**EXERCISE DETAILS**: Repeat every line below exactly as it reads.

**MATERIAL PROVIDED**:

===

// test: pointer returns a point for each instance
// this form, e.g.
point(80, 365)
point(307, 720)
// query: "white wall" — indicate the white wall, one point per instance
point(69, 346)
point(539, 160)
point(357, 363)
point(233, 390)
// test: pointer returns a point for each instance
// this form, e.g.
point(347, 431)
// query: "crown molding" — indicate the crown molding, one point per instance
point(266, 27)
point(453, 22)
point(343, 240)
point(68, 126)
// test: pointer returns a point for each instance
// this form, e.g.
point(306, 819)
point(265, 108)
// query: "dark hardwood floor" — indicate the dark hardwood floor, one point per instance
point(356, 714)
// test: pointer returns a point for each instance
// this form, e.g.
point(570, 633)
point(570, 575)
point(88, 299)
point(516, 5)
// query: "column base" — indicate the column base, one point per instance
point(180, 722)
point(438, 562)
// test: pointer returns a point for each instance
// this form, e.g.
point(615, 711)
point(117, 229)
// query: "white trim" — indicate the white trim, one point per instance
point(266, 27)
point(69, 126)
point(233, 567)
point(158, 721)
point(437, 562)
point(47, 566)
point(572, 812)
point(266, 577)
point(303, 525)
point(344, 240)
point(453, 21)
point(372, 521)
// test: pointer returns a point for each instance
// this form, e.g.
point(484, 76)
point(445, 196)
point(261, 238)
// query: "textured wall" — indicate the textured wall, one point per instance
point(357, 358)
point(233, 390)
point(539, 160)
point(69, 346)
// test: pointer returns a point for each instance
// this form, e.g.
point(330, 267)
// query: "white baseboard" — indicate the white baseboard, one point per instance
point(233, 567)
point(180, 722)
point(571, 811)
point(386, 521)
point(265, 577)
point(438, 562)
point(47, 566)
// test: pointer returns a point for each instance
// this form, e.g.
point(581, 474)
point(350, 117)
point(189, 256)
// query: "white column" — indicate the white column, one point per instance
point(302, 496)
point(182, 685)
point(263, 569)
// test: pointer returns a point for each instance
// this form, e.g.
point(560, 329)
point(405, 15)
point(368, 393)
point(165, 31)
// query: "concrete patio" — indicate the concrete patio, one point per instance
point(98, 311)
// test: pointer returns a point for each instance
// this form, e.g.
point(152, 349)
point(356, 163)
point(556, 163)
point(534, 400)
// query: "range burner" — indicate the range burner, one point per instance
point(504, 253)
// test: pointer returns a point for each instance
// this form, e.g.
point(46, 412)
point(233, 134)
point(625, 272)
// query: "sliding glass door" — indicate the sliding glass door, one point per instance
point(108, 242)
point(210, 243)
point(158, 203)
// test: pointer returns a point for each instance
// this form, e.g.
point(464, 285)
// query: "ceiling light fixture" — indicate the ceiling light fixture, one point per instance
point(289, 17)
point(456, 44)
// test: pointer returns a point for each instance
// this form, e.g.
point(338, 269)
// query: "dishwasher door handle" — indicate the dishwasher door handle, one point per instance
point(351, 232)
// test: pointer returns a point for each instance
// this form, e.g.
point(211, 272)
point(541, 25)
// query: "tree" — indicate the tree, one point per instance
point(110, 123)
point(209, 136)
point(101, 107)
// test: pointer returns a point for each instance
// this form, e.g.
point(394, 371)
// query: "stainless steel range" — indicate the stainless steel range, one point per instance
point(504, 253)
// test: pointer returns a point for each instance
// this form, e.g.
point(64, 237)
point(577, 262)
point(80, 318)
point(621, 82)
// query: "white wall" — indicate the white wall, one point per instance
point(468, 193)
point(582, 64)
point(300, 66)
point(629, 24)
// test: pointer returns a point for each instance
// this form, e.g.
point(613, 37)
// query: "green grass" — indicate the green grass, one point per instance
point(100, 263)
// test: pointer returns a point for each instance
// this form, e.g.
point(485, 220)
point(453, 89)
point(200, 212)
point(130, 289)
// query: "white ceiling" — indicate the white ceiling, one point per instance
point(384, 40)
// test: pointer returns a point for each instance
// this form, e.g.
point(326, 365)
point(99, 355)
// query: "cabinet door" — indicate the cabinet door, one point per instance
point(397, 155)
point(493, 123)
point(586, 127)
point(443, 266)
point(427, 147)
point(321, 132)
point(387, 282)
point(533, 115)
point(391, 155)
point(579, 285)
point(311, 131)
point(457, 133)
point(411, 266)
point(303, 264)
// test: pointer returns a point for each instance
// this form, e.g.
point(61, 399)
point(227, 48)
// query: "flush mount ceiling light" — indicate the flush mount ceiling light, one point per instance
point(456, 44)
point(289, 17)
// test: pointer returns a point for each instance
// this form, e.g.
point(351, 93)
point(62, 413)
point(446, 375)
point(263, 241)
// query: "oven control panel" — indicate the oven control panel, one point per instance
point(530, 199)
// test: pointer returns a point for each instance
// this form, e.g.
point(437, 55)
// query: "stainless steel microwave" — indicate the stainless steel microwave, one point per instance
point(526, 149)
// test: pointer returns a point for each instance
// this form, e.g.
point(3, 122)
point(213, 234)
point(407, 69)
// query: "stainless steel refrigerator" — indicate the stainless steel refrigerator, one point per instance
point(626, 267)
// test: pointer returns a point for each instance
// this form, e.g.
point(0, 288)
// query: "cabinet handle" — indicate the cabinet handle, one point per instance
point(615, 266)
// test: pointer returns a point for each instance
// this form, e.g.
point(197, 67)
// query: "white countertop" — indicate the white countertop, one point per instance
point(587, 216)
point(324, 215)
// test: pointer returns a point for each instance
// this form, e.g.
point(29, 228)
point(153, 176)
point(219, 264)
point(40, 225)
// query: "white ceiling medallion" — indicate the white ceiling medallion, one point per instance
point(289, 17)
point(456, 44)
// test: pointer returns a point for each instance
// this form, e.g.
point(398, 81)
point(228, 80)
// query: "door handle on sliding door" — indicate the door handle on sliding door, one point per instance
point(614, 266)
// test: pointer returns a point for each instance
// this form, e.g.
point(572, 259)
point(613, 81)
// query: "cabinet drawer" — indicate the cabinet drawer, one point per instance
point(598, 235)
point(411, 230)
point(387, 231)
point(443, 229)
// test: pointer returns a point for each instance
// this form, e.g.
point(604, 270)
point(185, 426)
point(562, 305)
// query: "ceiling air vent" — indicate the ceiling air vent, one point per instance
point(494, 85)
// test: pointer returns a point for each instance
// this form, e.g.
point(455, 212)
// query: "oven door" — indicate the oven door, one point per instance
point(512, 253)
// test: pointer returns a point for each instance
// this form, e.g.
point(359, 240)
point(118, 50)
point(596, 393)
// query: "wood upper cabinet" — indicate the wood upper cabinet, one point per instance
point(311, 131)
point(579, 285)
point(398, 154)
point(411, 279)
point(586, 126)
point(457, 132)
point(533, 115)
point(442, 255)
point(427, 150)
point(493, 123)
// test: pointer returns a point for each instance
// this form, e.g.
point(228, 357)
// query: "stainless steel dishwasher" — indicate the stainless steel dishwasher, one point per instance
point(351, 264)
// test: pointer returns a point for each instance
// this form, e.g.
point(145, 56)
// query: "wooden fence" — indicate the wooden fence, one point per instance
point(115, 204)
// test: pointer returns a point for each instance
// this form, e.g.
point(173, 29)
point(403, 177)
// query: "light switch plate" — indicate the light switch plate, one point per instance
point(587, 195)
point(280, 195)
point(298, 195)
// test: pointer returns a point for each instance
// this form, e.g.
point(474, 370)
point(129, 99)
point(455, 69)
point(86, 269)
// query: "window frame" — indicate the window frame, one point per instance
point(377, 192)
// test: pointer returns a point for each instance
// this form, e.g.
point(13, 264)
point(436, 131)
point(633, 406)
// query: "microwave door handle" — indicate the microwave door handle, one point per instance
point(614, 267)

===

**EXERCISE ANSWER**:
// test: pointer returns a point for each instance
// this form, e.g.
point(80, 365)
point(307, 720)
// query: "white wall" — indicate the white wall, one point per instance
point(69, 346)
point(539, 160)
point(357, 363)
point(233, 390)
// test: pointer returns a point for each instance
// this form, e.g.
point(347, 431)
// query: "crown molding" — indicate the crown molding, one point per instance
point(266, 27)
point(453, 22)
point(343, 240)
point(68, 126)
// test: pointer returns a point for each instance
// this form, e.g.
point(306, 819)
point(265, 108)
// query: "dark hardwood floor" — indicate the dark hardwood floor, one point per instance
point(356, 714)
// test: pointer returns a point for each instance
// this form, e.g.
point(570, 633)
point(570, 575)
point(88, 299)
point(516, 5)
// query: "column base" — indicate the column base, one point per instance
point(180, 722)
point(438, 562)
// test: pointer returns a point for each instance
// this form, e.g.
point(615, 711)
point(117, 229)
// query: "white trim" — indicate the white trim, one point per instance
point(266, 27)
point(69, 126)
point(233, 567)
point(158, 721)
point(437, 562)
point(47, 566)
point(572, 812)
point(266, 577)
point(303, 525)
point(344, 240)
point(453, 21)
point(372, 521)
// test: pointer returns a point for each instance
// this form, e.g.
point(484, 76)
point(445, 196)
point(261, 238)
// query: "textured wall" — indicate the textured wall, one point per instance
point(357, 358)
point(233, 390)
point(539, 160)
point(69, 346)
// test: pointer returns a point for each instance
// this form, e.g.
point(330, 267)
// query: "white baseboard" — indicate the white baseboard, one point per instance
point(233, 567)
point(180, 722)
point(571, 811)
point(386, 521)
point(265, 577)
point(438, 562)
point(47, 566)
// test: pointer returns a point for each instance
// this form, e.g.
point(581, 474)
point(350, 117)
point(189, 256)
// query: "white column" — indicate the white column, one point per instance
point(302, 496)
point(182, 685)
point(263, 569)
// test: pointer returns a point for each instance
// this form, e.g.
point(560, 329)
point(405, 15)
point(368, 393)
point(165, 31)
// query: "concrete patio" — indicate the concrete patio, one point per instance
point(98, 311)
// test: pointer returns a point for each instance
// this form, e.g.
point(152, 349)
point(356, 163)
point(556, 163)
point(534, 400)
// query: "range burner" — indicate the range burner, one point per instance
point(504, 253)
// test: pointer returns a point for each instance
// this form, e.g.
point(46, 412)
point(233, 134)
point(625, 272)
// query: "sliding glass door" — indicate the sliding glass door, one point per instance
point(108, 242)
point(210, 243)
point(158, 203)
// test: pointer returns a point for each instance
// this form, e.g.
point(464, 285)
// query: "ceiling light fixture" — indicate the ceiling light fixture, one point per instance
point(289, 17)
point(456, 44)
// test: pointer returns a point for each instance
// this form, e.g.
point(338, 269)
// query: "dishwasher door handle" — indicate the dishwasher door handle, one point per instance
point(351, 232)
// test: pointer returns a point for each instance
// this form, e.g.
point(211, 272)
point(541, 25)
// query: "tree" — indicate the tree, one point per instance
point(110, 123)
point(209, 136)
point(101, 107)
// test: pointer returns a point for each instance
// this form, e.g.
point(394, 371)
// query: "stainless steel range" — indicate the stainless steel range, one point per instance
point(504, 253)
// test: pointer returns a point for each instance
// this form, e.g.
point(64, 237)
point(577, 262)
point(80, 318)
point(621, 82)
// query: "white wall" — indicate the white wall, one point per instance
point(468, 193)
point(582, 64)
point(300, 66)
point(629, 24)
// test: pointer returns a point for each instance
// this form, e.g.
point(613, 37)
// query: "green grass" — indicate the green grass, one point per instance
point(100, 263)
// test: pointer returns a point for each instance
// this form, e.g.
point(485, 220)
point(453, 89)
point(200, 212)
point(130, 289)
// query: "white ceiling" — indicate the white ceiling, one point per instance
point(384, 40)
// test: pointer returns a point for each instance
// this form, e.g.
point(326, 365)
point(99, 355)
// query: "cabinet door" — indicate the cabinet door, one point per instance
point(397, 155)
point(493, 123)
point(586, 127)
point(443, 266)
point(427, 147)
point(321, 132)
point(387, 282)
point(533, 115)
point(391, 155)
point(579, 285)
point(311, 131)
point(457, 133)
point(411, 266)
point(303, 264)
// test: pointer returns a point for each instance
// this form, e.g.
point(61, 399)
point(227, 48)
// query: "flush mount ceiling light" — indicate the flush mount ceiling light, one point per instance
point(456, 44)
point(289, 17)
// test: pointer returns a point for each instance
// this form, e.g.
point(351, 93)
point(62, 413)
point(446, 375)
point(263, 241)
// query: "oven control panel" — indicate the oven control panel, one point per instance
point(530, 199)
// test: pointer returns a point for each instance
// this form, e.g.
point(437, 55)
// query: "stainless steel microwave" — indicate the stainless steel microwave, one point per instance
point(526, 149)
// test: pointer returns a point for each instance
// this form, e.g.
point(3, 122)
point(213, 234)
point(407, 69)
// query: "stainless steel refrigerator" — indicate the stainless steel refrigerator, one point per instance
point(626, 267)
// test: pointer returns a point for each instance
// this form, e.g.
point(0, 288)
// query: "cabinet handle" — indicate the cabinet handle, one point per instance
point(615, 266)
// test: pointer returns a point for each instance
// this form, e.g.
point(197, 67)
// query: "white countertop" — indicate the white countertop, one point per instance
point(587, 216)
point(324, 215)
// test: pointer returns a point for each instance
// this form, e.g.
point(29, 228)
point(153, 176)
point(219, 264)
point(40, 225)
// query: "white ceiling medallion" — indicate the white ceiling medallion, one point per instance
point(289, 17)
point(456, 44)
// test: pointer returns a point for each instance
// this form, e.g.
point(398, 81)
point(228, 80)
// query: "door handle on sliding door" — indicate the door handle on sliding door, one point per instance
point(614, 266)
// test: pointer returns a point for each instance
// this form, e.g.
point(572, 259)
point(613, 81)
// query: "cabinet drawer" — indicate the cabinet drawer, one point per instance
point(598, 235)
point(411, 230)
point(387, 231)
point(443, 229)
// test: pointer returns a point for each instance
// this form, e.g.
point(604, 270)
point(185, 426)
point(562, 305)
// query: "ceiling air vent" — indicate the ceiling air vent, one point per instance
point(494, 85)
// test: pointer returns a point for each instance
// this form, e.g.
point(455, 212)
// query: "oven door" — indicate the oven door, one point per instance
point(512, 253)
// test: pointer returns a point for each instance
// this form, e.g.
point(359, 240)
point(118, 50)
point(596, 393)
// query: "wood upper cabinet" — indicate the wood upper cabinet, one point per instance
point(311, 131)
point(579, 285)
point(398, 154)
point(411, 279)
point(586, 126)
point(457, 132)
point(533, 115)
point(442, 255)
point(427, 150)
point(493, 123)
// test: pointer returns a point for each instance
// this form, e.g.
point(228, 357)
// query: "stainless steel dishwasher" — indicate the stainless steel dishwasher, one point per instance
point(351, 264)
// test: pointer returns a point for each instance
// this form, e.g.
point(145, 56)
// query: "wooden fence" — indicate the wooden fence, one point per instance
point(115, 204)
// test: pointer returns a point for each instance
// this form, e.g.
point(173, 29)
point(403, 177)
// query: "light switch plate" — indicate the light switch plate, one point per instance
point(587, 195)
point(280, 195)
point(298, 195)
// test: pointer returns a point for each instance
// this form, e.g.
point(474, 370)
point(129, 99)
point(455, 69)
point(86, 269)
// query: "window frame" — indicate the window frame, one point per instance
point(377, 192)
// test: pointer returns a point for each instance
// this form, e.g.
point(13, 264)
point(436, 131)
point(633, 406)
// query: "microwave door handle" — indicate the microwave door handle, one point per instance
point(614, 267)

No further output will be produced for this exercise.